**HOW TO COMPLETE THIS TASK**
Restate the listing below word for word, pictures excluded.

**DATA SUPPLIED**
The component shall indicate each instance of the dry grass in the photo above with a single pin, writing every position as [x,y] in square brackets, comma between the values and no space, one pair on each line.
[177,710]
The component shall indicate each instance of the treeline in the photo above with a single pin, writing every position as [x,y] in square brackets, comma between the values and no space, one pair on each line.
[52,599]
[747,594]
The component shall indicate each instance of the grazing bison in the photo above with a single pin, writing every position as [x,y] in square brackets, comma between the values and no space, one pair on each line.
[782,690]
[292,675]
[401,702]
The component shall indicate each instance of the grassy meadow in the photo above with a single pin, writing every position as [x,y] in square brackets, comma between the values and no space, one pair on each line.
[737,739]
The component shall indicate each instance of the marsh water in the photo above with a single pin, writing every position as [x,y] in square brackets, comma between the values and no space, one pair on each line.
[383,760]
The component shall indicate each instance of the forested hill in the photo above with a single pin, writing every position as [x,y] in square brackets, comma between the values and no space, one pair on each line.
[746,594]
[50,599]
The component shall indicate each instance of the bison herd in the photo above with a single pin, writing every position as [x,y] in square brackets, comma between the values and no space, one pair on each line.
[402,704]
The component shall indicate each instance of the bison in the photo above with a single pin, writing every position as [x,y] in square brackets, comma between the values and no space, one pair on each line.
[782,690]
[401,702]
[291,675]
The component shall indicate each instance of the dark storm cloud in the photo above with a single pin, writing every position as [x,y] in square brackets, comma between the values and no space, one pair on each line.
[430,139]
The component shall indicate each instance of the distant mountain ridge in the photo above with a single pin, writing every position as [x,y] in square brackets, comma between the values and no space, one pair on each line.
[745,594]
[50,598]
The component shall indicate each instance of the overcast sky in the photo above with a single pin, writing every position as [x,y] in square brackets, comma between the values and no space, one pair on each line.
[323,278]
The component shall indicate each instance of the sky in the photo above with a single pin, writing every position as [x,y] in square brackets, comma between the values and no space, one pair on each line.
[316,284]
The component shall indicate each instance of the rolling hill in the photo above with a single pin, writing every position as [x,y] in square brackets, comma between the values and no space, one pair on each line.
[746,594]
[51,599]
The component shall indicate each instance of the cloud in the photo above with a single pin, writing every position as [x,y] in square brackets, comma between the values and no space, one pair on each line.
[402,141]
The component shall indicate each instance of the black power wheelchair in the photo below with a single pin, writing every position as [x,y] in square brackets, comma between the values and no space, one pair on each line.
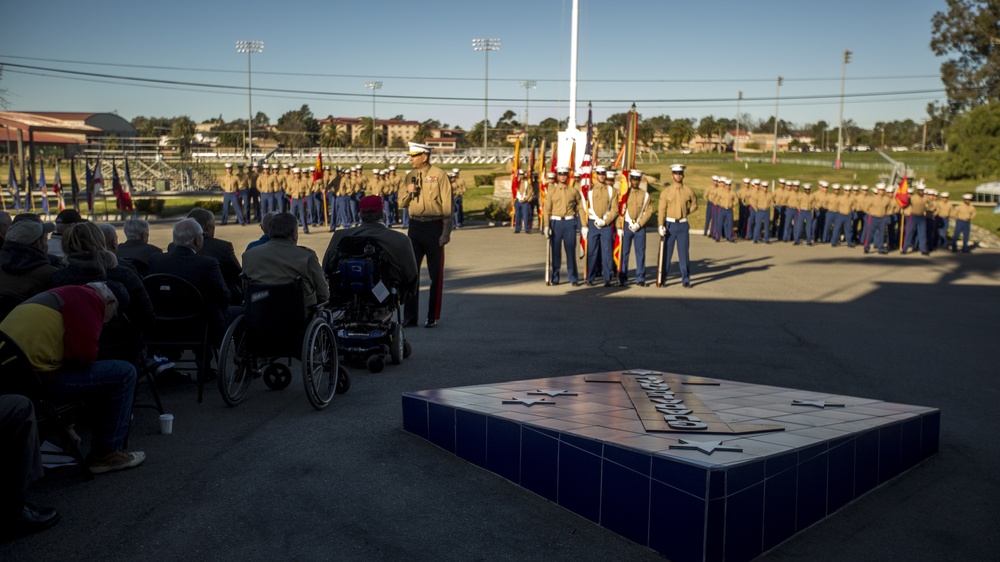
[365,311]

**TASK RESPONSE**
The component shall indicate each instance of the dry grass in the photo above with a single pin, writing every position as [x,y] in square brackets, comma between the values and no space, one pair on each line.
[177,710]
The component shall indicate each instance of the treeline in the photo above with a single pin, writing every position as [x,y] in square brackets, comma between the values and no space, one pair on each line.
[52,599]
[747,594]
The component shall indicate each instance of the grazing bison in the photo above with a single pin, writing every position as [x,y] in square brackets, comma between the values and no space, one pair on each line.
[782,690]
[292,675]
[401,702]
The component shall indicate each instance of the grassy meadow in the photo above with a single pin, writing every position as [x,y] in square brackets, comma between the values and no space, one pair on each line.
[737,739]
The component shall indicate each instance of the marsh water in the photo above with a single pin, writing every position as [x,y] in square brackets, comma between the values and no space, one pair on each line.
[383,760]
The component shall indicate each instance of the forested hill in the photo above with a single pin, writing every position as [x,y] in square brackets, comma between the values and no space, one pair on each line.
[746,594]
[50,599]
The component shall indicate each instance of the bison herd in the photo above with a single pin, writing every position as [x,y] in square brackets, comma between the values and no space, one pair on each line.
[402,704]
The component shall indicate each instance of the bison in the photo above with a single pin, writing every position as [x,y] in square brackets, comma between the values and no space, one pair on each line.
[782,690]
[401,702]
[291,675]
The component shall indicate each instance of the dark storm cloud in the photo above with a single pin, writing every position as [x,y] in square brackets, comma between the values and no space, one pair on each line.
[430,139]
The component shall indicate each instance of the distant mountain ridge in the photo above with a single pin, writing every position as [x,y] in square brackets, comma between the values and no space, one pair on each line.
[745,594]
[50,598]
The component shall indicate each instance of the overcast sky in the photo above with a single pin, writing every position as [x,y] in square brackets, comma between the values and no space, one pair on each line.
[323,278]
The component shall indicate each instance of the sky in the photo above with a single pin, writing every position as [x,y] in square brackets, comma between the values and no space, one pair on each line.
[316,284]
The component shall indicate each instance of the rolling hill in the photo above with a single pin, writing every position as [x,y] in square brackets, comma between the values and no space, one pair on each line.
[746,594]
[51,599]
The component shall indicate each instance of the cloud in the photo above with a single pin, writing every position as [x,y] in square brackets, comma between the values and no space, one pair on each line.
[402,141]
The component shall indicate each instance of the black power wheelchair in the photo below with a single pin, writing every position as [x,y] in square brackets, comma between the values and no space, one pair on each line.
[365,311]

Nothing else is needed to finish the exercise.